Written request: Gather every line of the records below that contains the word "forehead", and copy each one out in full. Case counts.

Dataset records:
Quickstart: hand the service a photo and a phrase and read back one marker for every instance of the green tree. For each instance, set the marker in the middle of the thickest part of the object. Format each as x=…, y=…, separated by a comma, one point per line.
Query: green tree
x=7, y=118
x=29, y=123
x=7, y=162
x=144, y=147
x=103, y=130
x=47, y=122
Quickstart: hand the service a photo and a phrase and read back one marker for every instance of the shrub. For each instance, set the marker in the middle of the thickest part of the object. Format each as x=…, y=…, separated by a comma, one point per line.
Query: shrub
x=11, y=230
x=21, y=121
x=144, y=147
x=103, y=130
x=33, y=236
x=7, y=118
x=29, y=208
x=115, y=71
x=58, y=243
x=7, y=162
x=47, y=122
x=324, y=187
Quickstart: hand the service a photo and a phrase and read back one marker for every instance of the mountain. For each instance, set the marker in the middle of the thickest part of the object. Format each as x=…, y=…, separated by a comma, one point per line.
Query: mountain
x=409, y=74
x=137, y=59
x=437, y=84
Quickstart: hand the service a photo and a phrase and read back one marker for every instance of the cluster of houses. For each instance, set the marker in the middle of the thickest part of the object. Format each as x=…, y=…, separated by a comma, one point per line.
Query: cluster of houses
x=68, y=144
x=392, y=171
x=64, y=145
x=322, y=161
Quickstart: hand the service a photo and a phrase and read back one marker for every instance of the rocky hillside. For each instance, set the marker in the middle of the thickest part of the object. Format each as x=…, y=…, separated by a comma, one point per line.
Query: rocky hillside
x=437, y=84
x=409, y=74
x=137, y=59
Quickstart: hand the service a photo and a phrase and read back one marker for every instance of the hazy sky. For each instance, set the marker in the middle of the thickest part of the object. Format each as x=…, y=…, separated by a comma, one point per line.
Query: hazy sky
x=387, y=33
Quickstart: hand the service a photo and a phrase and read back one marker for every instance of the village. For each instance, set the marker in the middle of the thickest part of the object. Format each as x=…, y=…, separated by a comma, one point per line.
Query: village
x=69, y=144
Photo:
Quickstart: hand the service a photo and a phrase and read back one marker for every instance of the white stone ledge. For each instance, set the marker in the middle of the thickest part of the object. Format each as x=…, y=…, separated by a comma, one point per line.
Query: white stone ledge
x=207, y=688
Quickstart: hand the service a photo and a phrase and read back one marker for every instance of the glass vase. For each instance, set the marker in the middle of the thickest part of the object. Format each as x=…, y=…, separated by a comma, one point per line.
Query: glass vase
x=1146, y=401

--

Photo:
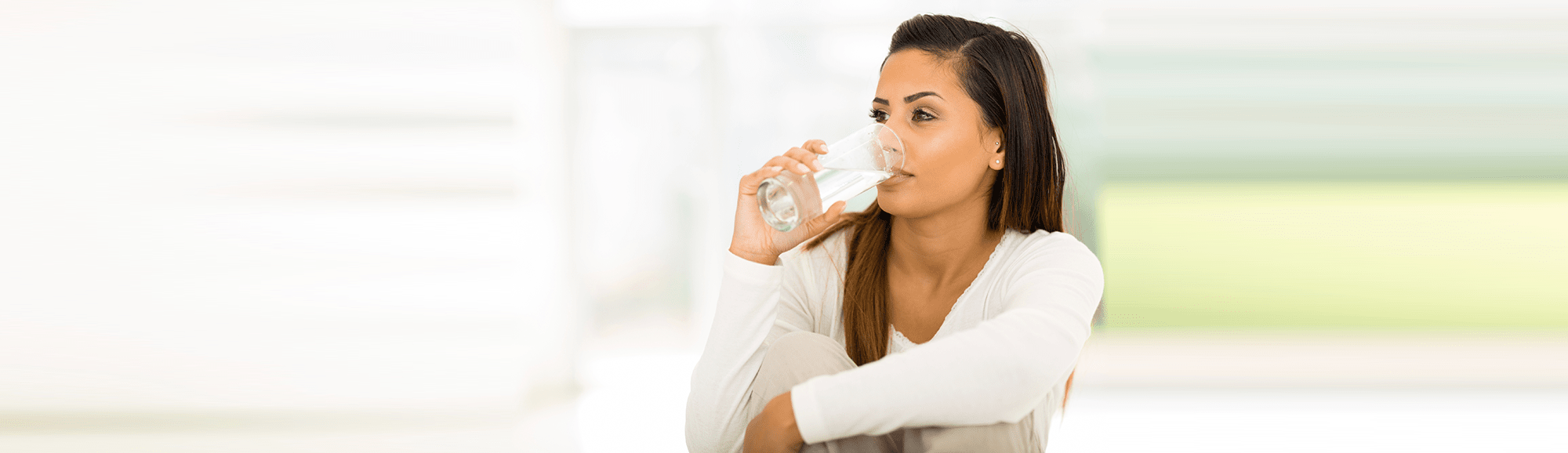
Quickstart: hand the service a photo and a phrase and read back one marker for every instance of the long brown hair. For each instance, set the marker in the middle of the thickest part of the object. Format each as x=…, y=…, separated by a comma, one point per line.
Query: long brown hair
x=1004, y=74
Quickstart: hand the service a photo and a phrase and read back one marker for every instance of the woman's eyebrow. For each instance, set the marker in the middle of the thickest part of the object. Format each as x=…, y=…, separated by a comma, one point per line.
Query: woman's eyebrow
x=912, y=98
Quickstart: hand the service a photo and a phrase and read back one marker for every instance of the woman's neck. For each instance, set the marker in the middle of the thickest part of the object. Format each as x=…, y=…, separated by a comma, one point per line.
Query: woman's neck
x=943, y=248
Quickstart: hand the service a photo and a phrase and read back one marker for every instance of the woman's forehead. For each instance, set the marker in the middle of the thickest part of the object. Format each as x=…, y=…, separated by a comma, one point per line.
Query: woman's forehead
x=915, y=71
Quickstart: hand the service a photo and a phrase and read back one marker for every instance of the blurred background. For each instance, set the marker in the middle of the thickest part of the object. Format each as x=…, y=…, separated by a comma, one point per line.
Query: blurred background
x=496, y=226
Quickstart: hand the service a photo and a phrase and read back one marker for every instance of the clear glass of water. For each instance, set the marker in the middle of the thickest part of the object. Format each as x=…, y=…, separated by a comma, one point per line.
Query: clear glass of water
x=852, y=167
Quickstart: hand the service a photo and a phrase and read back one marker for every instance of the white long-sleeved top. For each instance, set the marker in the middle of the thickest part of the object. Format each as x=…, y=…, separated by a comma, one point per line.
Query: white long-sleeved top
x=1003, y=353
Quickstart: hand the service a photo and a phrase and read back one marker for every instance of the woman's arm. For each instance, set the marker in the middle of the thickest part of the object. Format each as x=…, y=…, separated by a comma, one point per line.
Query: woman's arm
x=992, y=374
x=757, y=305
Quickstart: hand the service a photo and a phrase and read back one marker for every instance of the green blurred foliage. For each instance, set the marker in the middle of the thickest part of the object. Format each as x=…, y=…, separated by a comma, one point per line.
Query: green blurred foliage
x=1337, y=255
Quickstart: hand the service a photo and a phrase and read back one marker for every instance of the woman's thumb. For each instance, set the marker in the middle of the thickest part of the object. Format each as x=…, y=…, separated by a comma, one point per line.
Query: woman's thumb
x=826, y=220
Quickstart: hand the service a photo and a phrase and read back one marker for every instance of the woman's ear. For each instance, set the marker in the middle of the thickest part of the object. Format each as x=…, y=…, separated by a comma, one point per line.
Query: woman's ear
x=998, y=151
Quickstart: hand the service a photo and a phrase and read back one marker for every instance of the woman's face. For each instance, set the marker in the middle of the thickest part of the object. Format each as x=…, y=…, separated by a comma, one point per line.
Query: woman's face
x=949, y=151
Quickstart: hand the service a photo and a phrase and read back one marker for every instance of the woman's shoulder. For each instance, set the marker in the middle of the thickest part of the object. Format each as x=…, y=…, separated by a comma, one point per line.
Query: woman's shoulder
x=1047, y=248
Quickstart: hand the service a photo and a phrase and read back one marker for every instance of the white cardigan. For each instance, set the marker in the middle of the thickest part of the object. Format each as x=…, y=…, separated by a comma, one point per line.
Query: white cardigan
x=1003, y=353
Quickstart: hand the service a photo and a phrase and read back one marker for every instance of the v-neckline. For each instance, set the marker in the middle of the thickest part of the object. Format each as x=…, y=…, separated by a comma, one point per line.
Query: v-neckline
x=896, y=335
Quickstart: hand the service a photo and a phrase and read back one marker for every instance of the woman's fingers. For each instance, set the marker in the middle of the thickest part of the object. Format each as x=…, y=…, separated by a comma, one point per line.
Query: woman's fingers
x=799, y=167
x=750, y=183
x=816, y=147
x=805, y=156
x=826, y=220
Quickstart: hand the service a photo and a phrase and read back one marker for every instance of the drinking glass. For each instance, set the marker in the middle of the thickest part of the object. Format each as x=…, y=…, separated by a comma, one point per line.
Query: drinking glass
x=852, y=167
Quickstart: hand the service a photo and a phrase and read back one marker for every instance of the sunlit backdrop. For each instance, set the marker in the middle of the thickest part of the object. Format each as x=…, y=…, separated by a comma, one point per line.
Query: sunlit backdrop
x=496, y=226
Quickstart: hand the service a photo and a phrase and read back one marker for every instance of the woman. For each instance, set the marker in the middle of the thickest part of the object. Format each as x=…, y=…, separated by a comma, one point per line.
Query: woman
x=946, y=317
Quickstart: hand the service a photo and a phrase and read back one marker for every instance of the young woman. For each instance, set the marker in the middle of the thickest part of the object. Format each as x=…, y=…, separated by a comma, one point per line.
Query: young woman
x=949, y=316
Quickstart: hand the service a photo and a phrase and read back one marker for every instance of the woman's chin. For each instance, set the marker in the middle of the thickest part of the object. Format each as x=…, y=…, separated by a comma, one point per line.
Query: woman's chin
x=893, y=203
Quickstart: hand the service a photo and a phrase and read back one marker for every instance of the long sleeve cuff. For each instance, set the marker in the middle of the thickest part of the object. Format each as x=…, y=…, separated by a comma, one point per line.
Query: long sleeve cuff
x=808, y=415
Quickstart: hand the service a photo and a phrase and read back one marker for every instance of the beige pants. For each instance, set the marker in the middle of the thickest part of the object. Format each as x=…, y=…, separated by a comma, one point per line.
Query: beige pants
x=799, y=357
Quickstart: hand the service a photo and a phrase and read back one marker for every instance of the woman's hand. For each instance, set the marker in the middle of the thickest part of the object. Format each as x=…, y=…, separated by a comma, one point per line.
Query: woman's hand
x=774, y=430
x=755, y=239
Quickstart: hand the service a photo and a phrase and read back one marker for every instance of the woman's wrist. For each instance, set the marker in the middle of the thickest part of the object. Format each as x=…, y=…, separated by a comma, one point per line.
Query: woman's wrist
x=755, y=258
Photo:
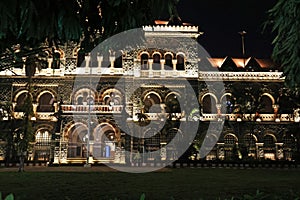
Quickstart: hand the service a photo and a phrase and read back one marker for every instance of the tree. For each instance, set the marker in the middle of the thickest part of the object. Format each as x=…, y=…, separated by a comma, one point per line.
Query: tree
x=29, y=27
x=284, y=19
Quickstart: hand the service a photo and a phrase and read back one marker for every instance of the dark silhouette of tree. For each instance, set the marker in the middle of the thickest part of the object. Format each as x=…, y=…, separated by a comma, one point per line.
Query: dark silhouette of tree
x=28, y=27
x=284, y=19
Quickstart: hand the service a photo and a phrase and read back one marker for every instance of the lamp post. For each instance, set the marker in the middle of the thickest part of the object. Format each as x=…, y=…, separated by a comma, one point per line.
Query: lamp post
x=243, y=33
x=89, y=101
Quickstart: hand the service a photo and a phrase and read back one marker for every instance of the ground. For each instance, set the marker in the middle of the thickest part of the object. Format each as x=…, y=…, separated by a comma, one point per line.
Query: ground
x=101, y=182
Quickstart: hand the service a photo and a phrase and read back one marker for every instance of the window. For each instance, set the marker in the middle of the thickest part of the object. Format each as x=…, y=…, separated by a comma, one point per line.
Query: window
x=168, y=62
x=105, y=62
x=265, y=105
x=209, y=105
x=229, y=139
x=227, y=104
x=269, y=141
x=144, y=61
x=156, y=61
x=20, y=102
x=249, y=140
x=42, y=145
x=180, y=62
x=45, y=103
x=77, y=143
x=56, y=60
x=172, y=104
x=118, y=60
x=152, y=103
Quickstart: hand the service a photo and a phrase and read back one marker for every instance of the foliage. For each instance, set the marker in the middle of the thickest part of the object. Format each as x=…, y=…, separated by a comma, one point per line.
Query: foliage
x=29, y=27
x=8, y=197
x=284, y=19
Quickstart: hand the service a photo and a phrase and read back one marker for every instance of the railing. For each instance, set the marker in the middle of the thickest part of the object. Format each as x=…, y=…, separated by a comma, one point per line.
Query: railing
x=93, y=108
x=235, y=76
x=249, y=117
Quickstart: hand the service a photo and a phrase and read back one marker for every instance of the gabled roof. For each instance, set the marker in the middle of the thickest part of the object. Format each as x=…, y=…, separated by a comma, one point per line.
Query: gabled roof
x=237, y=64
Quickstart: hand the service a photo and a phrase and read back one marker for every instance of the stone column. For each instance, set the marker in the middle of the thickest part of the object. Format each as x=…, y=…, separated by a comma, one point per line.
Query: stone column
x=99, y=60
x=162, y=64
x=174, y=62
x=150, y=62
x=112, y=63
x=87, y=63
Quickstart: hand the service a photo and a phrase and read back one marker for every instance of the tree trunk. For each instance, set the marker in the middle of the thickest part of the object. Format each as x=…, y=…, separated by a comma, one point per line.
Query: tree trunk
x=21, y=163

Solution for this task:
Quickstart: hand the service a photo and a phrase and read back one marker for every instance of the woman's forehead. For each instance, set the marker in the middle of the thickest part of the object. Format each as x=…, y=…, separated by a comma, one point per line.
Query: woman's forehead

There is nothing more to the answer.